## BEGIN Text segment

Major Hasan chased down Lunsford, an African-American, and shot him seven times, including one bullet in the back. Firing a high-capacity handgun fitted with laser sights, Major Hasan shot Sergeant Shawn Manning in the chest and pumped four rounds into Sgt. Patrick Zeigler. Hasan would have killed and wounded more if civilian police officer Kimberley Munley had not wounded the assailant, who yelled “Allahu akbar,” as he killed.
The Obama administration’s proclamation of this murder spree as a case of “workplace violence” rendered victims ineligible for medals and other benefits related to combat.
Hasan remained in the Army, retained his rank of major, and the Army continued to pay his full salary. The Army also took care of the paralyzing injuries Hasan sustained, but Alonzo Lunsford told reporters the army refused to cover an operation to remove a bullet still in his body, and docked his pay when he was undergoing treatment for post-traumatic stress disorder. “We don’t get passes the way Major Hasan got passes,” Lunsford told the New York Times. “Each one of us has gotten a raw deal somewhere down the line.”
More than five years later, and only under pressure from legislators, the Army declared that the Ford Hood attack was not workplace violence but international terrorism. In April, the victims finally received their honors at a Fort Hood ceremony the President of the United States did not attend. Kimberly Munley, the civilian policewoman who stopped the attack by shooting Nidal Hasan, received a Defense of Freedom Medal.

## END Text segment

Task set:
A - Answer these about the Fort Hood passage, one answer per line:
(i) How many times did Hasan shoot Lunsford?
(ii) What did the Army continue to pay Hasan?
(iii) What medal did the civilian policewoman who stopped the attack receive?
B - Duplicate everything in the Fort Hood passage from "The Obama administration’s" down to "related to combat.", word for word.
C - Please go on with the Fort Hood passage, picking up right after its final sentence.

## BEGIN Data

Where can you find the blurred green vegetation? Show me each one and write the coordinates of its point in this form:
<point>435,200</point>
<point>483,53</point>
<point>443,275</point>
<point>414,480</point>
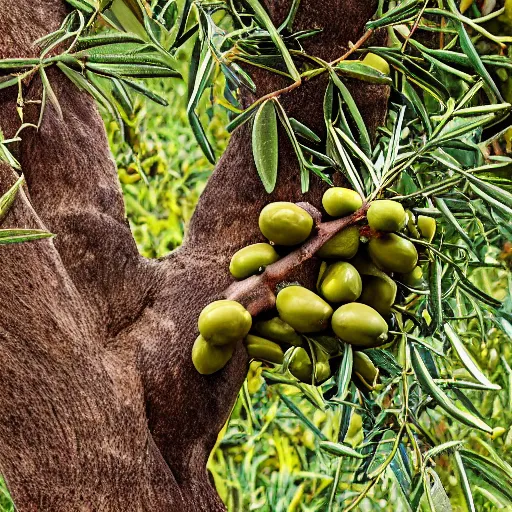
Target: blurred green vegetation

## END Data

Per-task outputs:
A -
(i) Seven times.
(ii) His full salary.
(iii) A Defense of Freedom Medal.

B -
The Obama administration’s proclamation of this murder spree as a case of “workplace violence” rendered victims ineligible for medals and other benefits related to combat.

C -
U.S. officials knew Hasan was communicating with terrorists abroad but did nothing to stop him. Surveillance also failed in the Chattanooga attack, which came without warning. The December 2 San Bernardino terrorist attack signaled a failure of screening. Tashfeen Malik, who entered the United States on a K-1 visa, passed three background checks, none of which uncovered her support for violent jihad on social media.
The police officers who killed Farook and Malik in a gun battle, like the cops who took down Muhammad Youssef Abdulazeez, have yet to be formally recognized or given awards. Nidal Hasan, meanwhile, was sentenced to death in 2013 but the sentence has yet to be carried out. Hasan’s execution would require approval by the president, but the fate of the terrorist mass murderer has not become an issue in the current presidential campaign.